(Beginning of Study material)

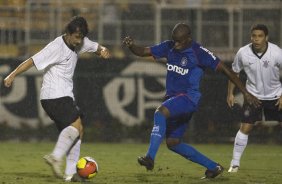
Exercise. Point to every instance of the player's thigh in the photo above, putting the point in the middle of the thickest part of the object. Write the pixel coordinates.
(251, 114)
(176, 127)
(62, 111)
(179, 105)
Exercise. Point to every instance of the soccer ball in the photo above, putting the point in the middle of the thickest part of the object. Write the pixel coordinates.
(87, 167)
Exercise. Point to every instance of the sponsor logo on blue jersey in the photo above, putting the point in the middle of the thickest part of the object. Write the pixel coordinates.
(177, 69)
(184, 61)
(209, 52)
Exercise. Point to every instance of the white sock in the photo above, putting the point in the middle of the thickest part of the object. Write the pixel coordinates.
(65, 141)
(72, 158)
(240, 144)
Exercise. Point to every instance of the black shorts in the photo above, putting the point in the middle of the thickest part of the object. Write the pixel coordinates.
(63, 111)
(268, 108)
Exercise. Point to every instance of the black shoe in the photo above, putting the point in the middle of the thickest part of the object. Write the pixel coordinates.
(147, 162)
(214, 173)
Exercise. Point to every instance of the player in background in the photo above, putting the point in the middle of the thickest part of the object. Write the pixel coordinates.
(261, 61)
(186, 63)
(58, 60)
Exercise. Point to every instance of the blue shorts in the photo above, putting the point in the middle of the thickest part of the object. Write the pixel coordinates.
(181, 109)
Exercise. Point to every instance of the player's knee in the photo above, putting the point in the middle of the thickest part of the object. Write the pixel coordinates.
(171, 142)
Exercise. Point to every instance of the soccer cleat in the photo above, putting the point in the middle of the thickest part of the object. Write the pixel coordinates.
(147, 162)
(213, 173)
(74, 178)
(55, 165)
(233, 169)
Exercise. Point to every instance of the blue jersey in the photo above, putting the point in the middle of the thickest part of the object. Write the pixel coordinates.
(185, 68)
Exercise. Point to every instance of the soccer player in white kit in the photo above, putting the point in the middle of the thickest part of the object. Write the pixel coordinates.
(261, 61)
(58, 60)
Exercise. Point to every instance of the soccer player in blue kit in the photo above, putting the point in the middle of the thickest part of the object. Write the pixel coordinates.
(186, 63)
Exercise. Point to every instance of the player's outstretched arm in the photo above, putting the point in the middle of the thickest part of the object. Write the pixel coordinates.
(103, 52)
(24, 66)
(252, 100)
(137, 50)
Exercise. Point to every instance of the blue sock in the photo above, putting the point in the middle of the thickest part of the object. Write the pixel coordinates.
(192, 154)
(157, 134)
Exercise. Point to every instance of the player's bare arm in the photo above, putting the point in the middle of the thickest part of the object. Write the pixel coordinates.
(103, 52)
(252, 100)
(24, 66)
(230, 93)
(137, 50)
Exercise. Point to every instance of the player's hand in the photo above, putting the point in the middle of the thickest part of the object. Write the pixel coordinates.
(252, 100)
(230, 100)
(279, 103)
(128, 41)
(105, 53)
(9, 80)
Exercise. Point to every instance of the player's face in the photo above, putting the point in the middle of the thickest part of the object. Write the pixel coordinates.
(259, 40)
(75, 39)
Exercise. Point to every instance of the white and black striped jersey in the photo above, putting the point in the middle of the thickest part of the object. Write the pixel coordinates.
(58, 62)
(262, 70)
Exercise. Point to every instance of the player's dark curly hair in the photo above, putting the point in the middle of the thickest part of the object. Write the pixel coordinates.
(261, 27)
(77, 23)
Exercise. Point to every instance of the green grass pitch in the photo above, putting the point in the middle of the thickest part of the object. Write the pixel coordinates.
(22, 163)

(End of Study material)

§ **What is expected**
Print all of the records shown above exactly, leaving out each picture.

§ **Solved problem**
Exercise. Point to every instance of the player's thigh in the photo above, putting the point in the middle of the thickest part of the object. Write the pixel coordinates.
(251, 114)
(176, 127)
(62, 111)
(179, 105)
Exercise. Point to every instance of the soccer ball in the photo above, putting the point in the middle of the thickest part of the object. Write the pixel coordinates.
(87, 167)
Exercise. Point to every instance of the sponsor logo on blue jersey in the photo above, putting the point in the middle of the thickest part of the object. Write the pixel coordinates.
(177, 69)
(184, 61)
(209, 52)
Exercise. Point to every instance of the white sock in the photo above, putting the point in the middle of the thickest part of the object. Write the pixel coordinates.
(65, 141)
(72, 158)
(240, 144)
Exercise. Point to every instance of the black shorts in the photo above, putting the point in the middle of the thickest part of the object. Write the pixel coordinates.
(63, 111)
(268, 108)
Exercise. Point to every instance of the black shoe in the photo above, putting the point in the middle of the thickest part of the object. Write the pixel coordinates.
(147, 162)
(214, 173)
Exercise. Point to every instance of the player in background in the photo above, putting the point in the middle of the thickest part of the object. Write the pixel coordinates.
(261, 61)
(186, 63)
(58, 60)
Exercise. Point to every instance of the blue shorts in the photo above, putting the point in the middle of the thickest part of the object. Write the pixel coordinates.
(181, 109)
Exercise. Point to every instance of the player's knee in the photo above, putting the point in the middle of the thickest part of the object. Write the pixel coordinates.
(171, 142)
Exercise. Point to every instance of the soccer cleat in the photo above, putting the point in the middle of the thickest part of the object. Write the pixel coordinates.
(147, 162)
(213, 173)
(74, 178)
(55, 165)
(233, 169)
Exercise. Point to every instance of the blue jersey in the photo above, putting the point in the middle of the thickest part of the object. Write the pixel coordinates.
(185, 68)
Exercise. Point to every instance of the soccer player in white kit in the photo above, putting the point in the middle of the thickest part of the object. Write the pixel coordinates.
(261, 61)
(58, 60)
Exercise. Point to every instance of the soccer player in blue kit in the photo above, putting the point in the middle of the thickest part of the object. Write the pixel coordinates.
(186, 63)
Exercise. Point to every instance of the player's outstretched arm in the photo above, putting the point in the middle of the thickest part of the object. Write the pixel coordinates.
(103, 52)
(24, 66)
(252, 100)
(137, 50)
Exercise. Point to every instance of the blue sock in the photo above, putting the point in the middle of the thickest part of the object. Write the pixel coordinates.
(192, 154)
(157, 134)
Exercise. Point to every instance of the player's bare arm in the photo above, putting the point in the middle of the thickest part of the object. Write the pixel coordinates.
(103, 52)
(252, 100)
(24, 66)
(230, 93)
(137, 50)
Exercise. Point to every instance of the player's hand in the photo above, putting the point in the middle of the thickest part of the object. Write the pixel coordinates.
(252, 100)
(230, 100)
(279, 103)
(128, 41)
(105, 53)
(9, 80)
Exercise. Point to every instance of the player's face in the photo above, putting the point in the middle of the thickest part of the object. Write the pixel coordinates.
(259, 40)
(75, 39)
Exercise. Point to every instance of the white and black striped jersey in the photo above, putting the point in the middle of the thickest part of the object. Write the pixel coordinates.
(58, 62)
(262, 70)
Exercise. Point to every instance of the player's dark curly hair in the photo above, putting the point in the middle of the thickest part of the object. Write the pixel coordinates.
(261, 27)
(77, 23)
Exercise. Point to every instance of the green grass pitch in the photo above, putting the point in the middle of the thickest part of the object. Write the pixel coordinates.
(22, 163)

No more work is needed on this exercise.